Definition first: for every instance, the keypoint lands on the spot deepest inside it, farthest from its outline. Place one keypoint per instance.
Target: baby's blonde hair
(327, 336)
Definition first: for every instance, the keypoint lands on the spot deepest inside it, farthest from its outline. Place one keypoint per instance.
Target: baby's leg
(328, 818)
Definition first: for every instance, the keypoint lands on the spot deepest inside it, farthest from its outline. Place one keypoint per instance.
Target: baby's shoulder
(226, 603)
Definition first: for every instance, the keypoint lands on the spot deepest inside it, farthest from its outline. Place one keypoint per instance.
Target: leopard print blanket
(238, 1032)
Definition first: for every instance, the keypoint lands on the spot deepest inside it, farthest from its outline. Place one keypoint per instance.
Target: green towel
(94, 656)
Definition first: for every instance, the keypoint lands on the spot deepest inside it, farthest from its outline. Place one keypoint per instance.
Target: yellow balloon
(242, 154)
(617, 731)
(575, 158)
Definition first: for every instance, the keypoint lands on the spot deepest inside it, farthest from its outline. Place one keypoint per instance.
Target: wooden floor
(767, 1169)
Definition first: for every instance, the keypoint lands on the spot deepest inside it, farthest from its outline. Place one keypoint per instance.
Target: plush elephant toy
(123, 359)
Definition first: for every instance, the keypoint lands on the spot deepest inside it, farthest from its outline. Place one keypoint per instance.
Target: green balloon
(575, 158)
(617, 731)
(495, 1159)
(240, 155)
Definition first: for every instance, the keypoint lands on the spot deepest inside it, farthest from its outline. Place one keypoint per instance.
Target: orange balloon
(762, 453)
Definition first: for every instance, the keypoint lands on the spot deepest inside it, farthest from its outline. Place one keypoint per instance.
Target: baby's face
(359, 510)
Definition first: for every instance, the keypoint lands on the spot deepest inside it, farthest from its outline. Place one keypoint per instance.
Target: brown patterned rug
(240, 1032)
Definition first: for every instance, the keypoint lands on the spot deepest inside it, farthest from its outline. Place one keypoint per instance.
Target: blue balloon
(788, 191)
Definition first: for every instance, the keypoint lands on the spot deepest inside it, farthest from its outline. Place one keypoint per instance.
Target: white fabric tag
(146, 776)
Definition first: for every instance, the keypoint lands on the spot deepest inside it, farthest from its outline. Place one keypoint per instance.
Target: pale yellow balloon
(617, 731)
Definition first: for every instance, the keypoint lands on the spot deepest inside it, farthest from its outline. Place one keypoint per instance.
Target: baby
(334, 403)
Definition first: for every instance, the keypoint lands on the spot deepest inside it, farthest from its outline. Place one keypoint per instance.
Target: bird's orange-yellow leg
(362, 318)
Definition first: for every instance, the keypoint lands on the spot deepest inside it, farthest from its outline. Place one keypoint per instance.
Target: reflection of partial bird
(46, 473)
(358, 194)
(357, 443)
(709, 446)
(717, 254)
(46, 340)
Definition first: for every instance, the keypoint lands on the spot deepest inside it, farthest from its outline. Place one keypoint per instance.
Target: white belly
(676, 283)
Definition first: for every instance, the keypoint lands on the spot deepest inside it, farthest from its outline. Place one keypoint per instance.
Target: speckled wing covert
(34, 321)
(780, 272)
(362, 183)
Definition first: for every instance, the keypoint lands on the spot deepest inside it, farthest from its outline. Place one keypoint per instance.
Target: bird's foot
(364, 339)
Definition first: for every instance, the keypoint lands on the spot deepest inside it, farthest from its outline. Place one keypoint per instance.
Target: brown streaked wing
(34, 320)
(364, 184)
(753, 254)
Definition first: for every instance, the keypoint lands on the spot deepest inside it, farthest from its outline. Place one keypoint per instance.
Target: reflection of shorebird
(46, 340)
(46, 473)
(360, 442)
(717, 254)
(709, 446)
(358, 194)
--------
### What you need to do
Transcribe the records above exactly as they appear.

### Answer to the exercise
Definition first: for every instance, the keypoint lands on the spot deepest inside it, farthest from its outline. Place one keypoint per instance.
Target: baby's blonde hair
(327, 336)
Definition first: for every instance, the keypoint lands on the spot deepest inside it, farthest from its outline. Place one keypoint per instance.
Target: baby's leg
(328, 818)
Definition first: for every instance, the keypoint lands on the spot deepest inside it, farthest from its outline. Place one keypoint per instance.
Target: baby's shoulder
(226, 603)
Definition first: for every instance, the keypoint lands on the spot deepest inside it, farthest from its outline. Place one keypoint per instance.
Target: leopard print blanket
(238, 1032)
Definition first: for every instance, the keypoint lands on the spot deepest inside it, farthest from its outline. Place one keypoint per instance.
Target: green towel
(94, 656)
Definition first: for every instance, the keypoint lands on the spot deepest inside it, farthest from its outline. Place one keypoint per instance.
Target: yellow balloon
(242, 154)
(617, 731)
(575, 158)
Definition first: for every instance, the keypoint lands on the spot deepest inside it, farthest from its outline. Place one keypoint per instance.
Target: wooden floor
(767, 1169)
Definition first: for every instance, the keypoint lands on the spot deepest inside it, farthest from its outline. Place one keypoint per instance.
Target: plush elephant toy
(123, 359)
Definition first: for every instance, the keypoint lands on the spot deepest inside it, farthest from its outline. Place one keypoint per instance.
Target: green balloon
(575, 158)
(617, 731)
(495, 1159)
(240, 155)
Definition first: for every instance, the keypoint lands on the spot deepest inside it, farthest from its outline. Place one keypoint per instance.
Target: orange balloon
(762, 453)
Definition first: for every instance, the keypoint lands on the spot deepest inside it, farthest from its outline. Place one keypoint per instance.
Target: baby's face
(359, 510)
Definition first: for every instance, the keypoint lands on the spot deepest inside it, farthest from its outline. Place one keypoint per instance.
Target: brown patterned rug
(240, 1032)
Definition first: for every instance, the keypoint lands on the spot deepest inside it, farthest from its outline. Place one keypoint per instance.
Target: blue balloon
(788, 191)
Definition first: for every instance, the keypoint lands on the spot deepest inside it, farthest from its outline. Place one keypoint per instance.
Target: white fabric tag
(146, 776)
Definition first: for every instance, the keypoint lands on the spot deepest inside it, farthest from its outline. Place one keypoint per instance.
Target: pale yellow balloon
(617, 731)
Definition first: for every instance, the keypoint lands on the spot deepest inside it, farthest from its outline. Place one keypoint per instance.
Target: baby
(334, 403)
Definition first: for every instance, the keypoint lands on the spot deepest inside it, farthest from its outline. Place one keypoint per instance.
Target: bird's orange-yellow leg
(362, 318)
Definition first: for every instance, the keypoint lands on the spot deepest inside it, farthest from its outline. Place one keypoint per instance.
Target: reflection of partial bird
(46, 473)
(358, 194)
(357, 443)
(709, 446)
(717, 254)
(46, 340)
Definition first: for every instance, the keypoint lands on the spot deepest inside it, farthest from its outline. Place one keypoint per instance.
Target: white belly
(676, 283)
Definition first: for every instance, the keypoint lands on the spot deepest inside it, farthest from its outline. Place one keypoint per instance.
Target: speckled wing covert
(34, 321)
(780, 272)
(362, 183)
Definition first: for every instance, the keypoint lands on the spot deepest inside it, farthest from its outline. Place one keypoint per instance.
Target: bird's foot
(364, 339)
Definition first: for every instance, the keypoint lands on the spot deepest inside it, farthest from its outline. Place one keypoint per instance.
Target: brown streaked wing
(34, 320)
(364, 184)
(753, 254)
Definition first: for every instance, the keypoint lands on the spot deepest inside it, farthest from its outline. Place one keypoint per instance.
Target: reflection of shorebird
(46, 340)
(46, 473)
(360, 442)
(717, 254)
(709, 446)
(358, 194)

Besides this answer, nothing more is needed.